_Exercise instructions_.
Exact copies of all the entries are required, and no pictures should appear in them.

= Beginning of Section =

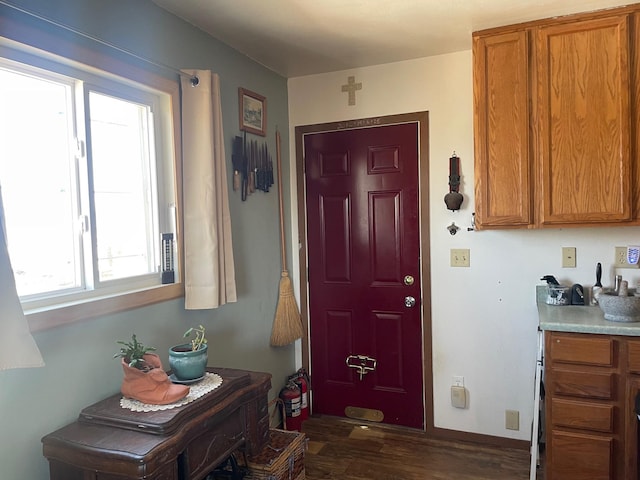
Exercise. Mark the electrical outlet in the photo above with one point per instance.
(569, 257)
(512, 419)
(620, 259)
(460, 257)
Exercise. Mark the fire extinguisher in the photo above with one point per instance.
(291, 398)
(301, 379)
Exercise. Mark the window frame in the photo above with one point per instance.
(20, 36)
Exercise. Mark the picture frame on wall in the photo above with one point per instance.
(253, 112)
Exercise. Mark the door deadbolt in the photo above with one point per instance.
(409, 301)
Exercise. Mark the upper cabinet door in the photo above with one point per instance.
(583, 122)
(501, 122)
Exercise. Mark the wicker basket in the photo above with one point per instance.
(281, 459)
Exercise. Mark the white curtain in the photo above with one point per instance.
(18, 349)
(209, 267)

= End of Section =

_Answer box_.
Exercise. Mark the electrical outlet in the photo above with one point per instance.
(569, 257)
(512, 419)
(620, 259)
(460, 257)
Exercise. Mark the fire extinguisher in the photo above with one point per instance.
(291, 398)
(301, 379)
Exercise. Mark the window frame in the photo above with one point per instance.
(20, 36)
Exercise. Mark the picture frame on wall in the photo above with one point per instance.
(253, 112)
Exercise. Mark the door deadbolt in the photo above with one point per instance.
(409, 301)
Exercise. Mark the upper cabinet door in the photo above with one point per instance.
(583, 122)
(501, 122)
Exercise. Mark the wicker basket in the photo above with one point per instance.
(281, 459)
Exercise. Mark the white curtain in the photo above with one point per instance.
(18, 349)
(209, 267)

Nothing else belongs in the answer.